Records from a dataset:

Content starts

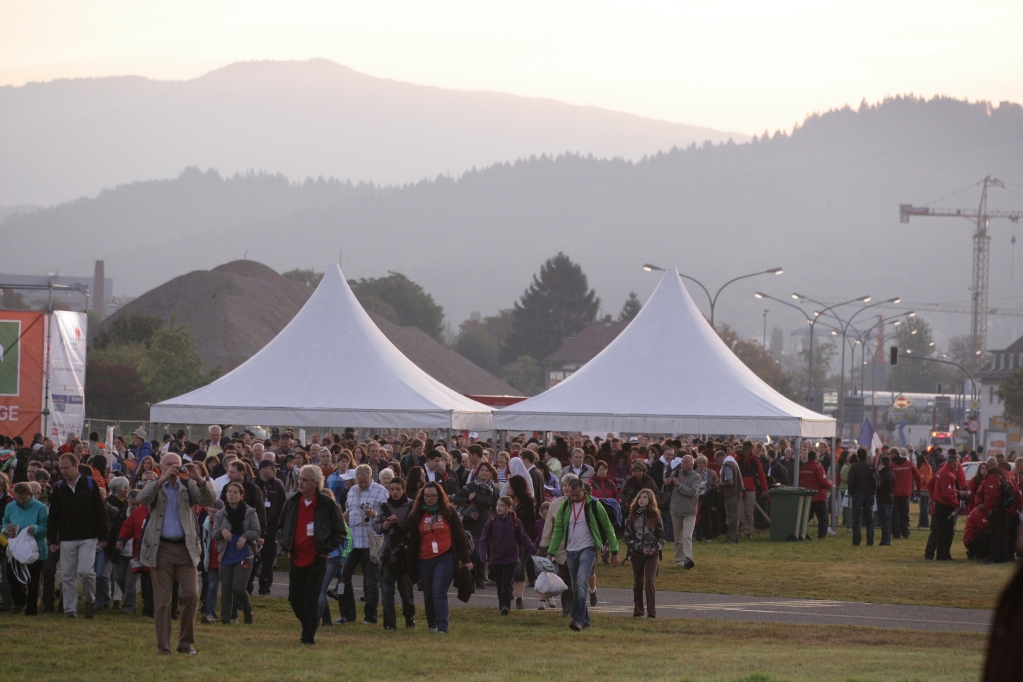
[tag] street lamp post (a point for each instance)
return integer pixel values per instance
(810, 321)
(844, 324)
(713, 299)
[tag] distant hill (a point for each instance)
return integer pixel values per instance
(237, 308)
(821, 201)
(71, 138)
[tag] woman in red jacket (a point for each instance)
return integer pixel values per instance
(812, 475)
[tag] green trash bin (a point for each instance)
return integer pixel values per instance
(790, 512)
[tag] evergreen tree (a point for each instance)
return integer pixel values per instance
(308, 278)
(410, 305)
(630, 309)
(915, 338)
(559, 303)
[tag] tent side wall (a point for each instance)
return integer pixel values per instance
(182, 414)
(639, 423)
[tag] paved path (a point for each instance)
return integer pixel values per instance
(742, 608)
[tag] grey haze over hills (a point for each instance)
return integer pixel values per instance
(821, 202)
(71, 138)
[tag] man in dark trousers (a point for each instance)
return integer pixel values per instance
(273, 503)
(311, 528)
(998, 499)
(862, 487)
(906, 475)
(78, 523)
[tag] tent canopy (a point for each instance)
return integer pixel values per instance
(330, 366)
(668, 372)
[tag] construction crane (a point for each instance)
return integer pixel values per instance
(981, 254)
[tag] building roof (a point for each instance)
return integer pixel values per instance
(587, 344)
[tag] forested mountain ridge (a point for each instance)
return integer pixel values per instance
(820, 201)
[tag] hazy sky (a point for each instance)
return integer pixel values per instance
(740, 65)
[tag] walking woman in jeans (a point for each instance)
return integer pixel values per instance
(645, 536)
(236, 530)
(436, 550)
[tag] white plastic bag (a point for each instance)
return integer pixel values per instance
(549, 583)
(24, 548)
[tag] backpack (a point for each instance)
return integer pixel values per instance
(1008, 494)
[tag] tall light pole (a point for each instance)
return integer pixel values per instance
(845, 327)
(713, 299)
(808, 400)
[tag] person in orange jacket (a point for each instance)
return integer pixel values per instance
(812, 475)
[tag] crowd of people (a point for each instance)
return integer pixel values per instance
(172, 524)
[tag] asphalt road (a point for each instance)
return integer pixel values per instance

Content ends

Work to complete: The only acceptable answer is a number: how many lines in the data above hold the word "woman".

Reply: 2